___ SUPPLIED PASSAGE ___

One of the key aspects of your kitty's health care will be routine veterinary visits. These checkups help to ensure that your cat is happy and healthy. Today, our vets in Cumming answer questions like 'How often do you take a cat to the vet?' and 'What are the recommended vet visits for kittens?'.
Feline Veterinary Care: How often do you take a cat to the vet?
The best way to make sure your kitty has a long and healthy life is to prevent serious illnesses or catch them early when they are more easily treated.
Bringing your cat to the vet regularly gives your veterinarian the opportunity to monitor your kitty's overall well-being and physical health, watch for the earliest signs of disease, and offer recommendations for the preventive care products that would suit your feline friend best.
At Animal Medical Center of Cumming we understand that the potential cost of routine checkups and preventive care can be a concern, especially if your feline friend seems to be in perfect health. However, taking a proactive, preventive approach to your cat or kitten's health could save you the cost of more expensive treatments down the road.

___ RECORD SET ___

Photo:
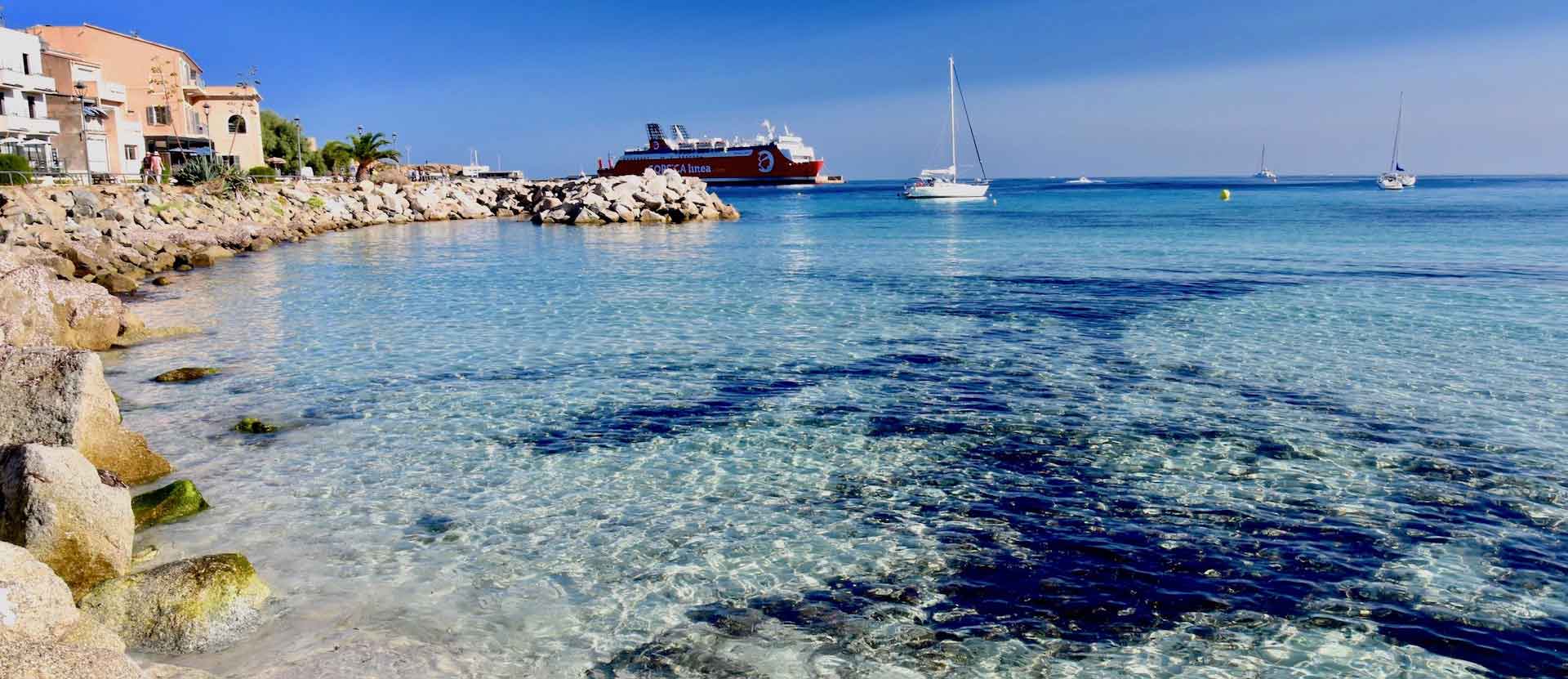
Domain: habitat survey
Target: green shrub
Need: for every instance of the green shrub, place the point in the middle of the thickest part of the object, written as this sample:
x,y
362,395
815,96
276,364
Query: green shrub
x,y
264,174
234,181
196,172
15,170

___

(INSTRUCTIONS FOR THE TASK): Could you repeat the passage on cat checkups word for word, starting with "Bringing your cat" and going on through "feline friend best."?

(WRITTEN ANSWER):
Bringing your cat to the vet regularly gives your veterinarian the opportunity to monitor your kitty's overall well-being and physical health, watch for the earliest signs of disease, and offer recommendations for the preventive care products that would suit your feline friend best.